(Saved entries)
■ ■ ■
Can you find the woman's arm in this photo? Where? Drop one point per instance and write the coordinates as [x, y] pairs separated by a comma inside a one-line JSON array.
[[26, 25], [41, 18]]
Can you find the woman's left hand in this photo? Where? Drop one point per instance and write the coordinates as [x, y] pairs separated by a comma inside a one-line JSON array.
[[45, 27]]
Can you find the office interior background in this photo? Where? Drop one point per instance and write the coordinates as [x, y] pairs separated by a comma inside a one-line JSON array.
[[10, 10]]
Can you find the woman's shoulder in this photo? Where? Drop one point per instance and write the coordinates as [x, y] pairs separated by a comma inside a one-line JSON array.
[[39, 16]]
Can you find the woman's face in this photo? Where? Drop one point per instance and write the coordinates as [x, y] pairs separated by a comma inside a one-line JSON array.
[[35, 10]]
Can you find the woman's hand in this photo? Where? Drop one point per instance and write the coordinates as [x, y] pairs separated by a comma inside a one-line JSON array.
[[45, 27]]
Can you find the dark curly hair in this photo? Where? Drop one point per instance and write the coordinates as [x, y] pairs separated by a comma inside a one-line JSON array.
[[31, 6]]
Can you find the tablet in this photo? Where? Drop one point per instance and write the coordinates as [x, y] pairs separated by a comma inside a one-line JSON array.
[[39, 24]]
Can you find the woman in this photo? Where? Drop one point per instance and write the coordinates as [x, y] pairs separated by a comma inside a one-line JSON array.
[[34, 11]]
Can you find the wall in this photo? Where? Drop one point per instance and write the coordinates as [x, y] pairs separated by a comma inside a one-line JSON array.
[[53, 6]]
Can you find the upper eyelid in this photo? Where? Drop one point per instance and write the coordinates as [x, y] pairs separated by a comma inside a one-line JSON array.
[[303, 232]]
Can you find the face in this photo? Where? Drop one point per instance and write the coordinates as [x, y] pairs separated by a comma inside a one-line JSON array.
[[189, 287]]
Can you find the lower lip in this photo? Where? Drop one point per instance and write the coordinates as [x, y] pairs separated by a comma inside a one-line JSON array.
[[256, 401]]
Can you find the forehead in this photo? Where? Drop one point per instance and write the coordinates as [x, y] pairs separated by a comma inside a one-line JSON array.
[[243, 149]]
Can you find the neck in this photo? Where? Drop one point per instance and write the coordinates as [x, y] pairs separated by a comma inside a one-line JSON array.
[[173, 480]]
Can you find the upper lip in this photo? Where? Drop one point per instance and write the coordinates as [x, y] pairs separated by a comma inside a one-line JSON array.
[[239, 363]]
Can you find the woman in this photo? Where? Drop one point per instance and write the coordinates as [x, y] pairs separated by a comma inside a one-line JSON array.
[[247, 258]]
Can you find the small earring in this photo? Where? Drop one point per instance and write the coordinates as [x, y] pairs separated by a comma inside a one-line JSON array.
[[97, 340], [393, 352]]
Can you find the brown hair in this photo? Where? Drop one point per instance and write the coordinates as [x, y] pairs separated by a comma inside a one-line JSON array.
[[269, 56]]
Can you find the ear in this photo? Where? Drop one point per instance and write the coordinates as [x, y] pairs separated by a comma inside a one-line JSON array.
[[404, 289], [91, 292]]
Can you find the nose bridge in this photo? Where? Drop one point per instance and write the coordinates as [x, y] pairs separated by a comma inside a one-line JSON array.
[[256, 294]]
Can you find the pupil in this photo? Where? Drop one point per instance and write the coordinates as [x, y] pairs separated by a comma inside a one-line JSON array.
■ ■ ■
WORK TASK: Every entry should be retyped exactly as it appears.

OUTPUT OF THE TASK:
Can you find the woman's arm in this photo? Where? Drop one point per instance and write the coordinates as [x, y] pairs separated by a comma inside a one-line JSON array.
[[26, 25], [41, 18]]
Can you find the woman's left hand in this photo? Where? Drop one point per instance and write the coordinates as [x, y] pairs separated by a comma inside a one-line JSON array.
[[45, 27]]
Can you find the office interior background in this photo? Where? Drop one point per instance and write the coordinates as [x, y] pairs separated by a comma inside a one-line JSON array.
[[10, 10]]
Can you find the woman's shoulder in this photo? Where? Drop one point per instance and write the coordinates as [x, y] pairs separated by a comma inside a one-line JSON array.
[[39, 16]]
Can you find the woman's face in this photo? Where? Drop one point per instance and write the coordinates as [x, y] pairs separated by a comma inside a one-line JSON array.
[[35, 10]]
Can you find the woman's hand in this photo? Where? Drop one point per instance and write the coordinates as [x, y] pairs separated by a comma inside a one-line JSON array.
[[45, 27]]
Can you find the dark curly hair in this photo? Where? Drop one point per instance and write the coordinates as [x, y] pairs separated by a comma inside a one-line JSON array.
[[31, 6]]
Can you find the tablet in this photo? Where? Drop one point per instance and write the coordinates as [x, y] pairs separated by a comma inside a one-line JSON array.
[[39, 24]]
Can you find the woman in this photo? Where? Drop one point per instance and write the coordinates as [x, y] pairs separated by a comma inside a one-line JSON array.
[[34, 11]]
Can you find the wall in this photo? Where? Drop one point per instance and write the coordinates as [x, y] pairs separated by a comma inside a one-line JSON array.
[[53, 6]]
Can you find the upper eyelid in this photo? Where? Drop one point per instance and write the coordinates as [x, y] pairs separated by a comma inside a one-line JSON array.
[[303, 232]]
Can you find the face in this photo? Where? Drop one point per instance and write the coordinates as [x, y] pairs separated by a comma inside a one-line JSON array.
[[189, 287]]
Can you find the lower lip in this photo? Where? Drop one point per instance and write the coordinates as [x, y] pairs separated by a comma inside a one-line JSON array.
[[256, 401]]
Can you find the forehead in this photo? Where? Drop one point per instance and write the coordinates as [x, y] pairs separated by a comma inside a one-line JSON array.
[[243, 149]]
Can you find the neck in this photo? Where? Drop one point per instance and write the coordinates as [x, y] pairs separated by a comma inside a one-line JSON array.
[[173, 480]]
Can you find the upper lip in this photo? Where? Drop one point per instance and write the coordinates as [x, y] pairs separated by a comma inside a one-line JSON array.
[[239, 363]]
Can you find the woman in this photo? Where? Drop one point per instance and write the coordinates as [x, y] pairs separated by a comma inside a one-line JSON array.
[[247, 258]]
Can you find the small earring in this photo? Where? Drop one point per instance and write the coordinates as [x, y] pairs separated by a comma inside a one-line JSON array.
[[97, 340], [393, 352]]
Can you find the brown hair in this photo? Where? Drop one point per instance and write the coordinates as [x, y] pairs separated by a comma inside a one-line JSON array.
[[269, 56]]
Can you find the ear in this photo? Where? Drop one point per instance and write the coordinates as [x, y] pairs separated by a comma inside a one-line JSON array.
[[404, 289], [91, 292]]
Can you find the nose bridge in this photo? Where? Drop one point per instance and write the coordinates as [x, y] pairs separated by a comma inside a one-line JSON array.
[[256, 294]]
Can you find the pupil in this photo? Where? Drop one point per instance and write the coordinates as [x, y] pairs separated by a comma inside a one-line JSON array.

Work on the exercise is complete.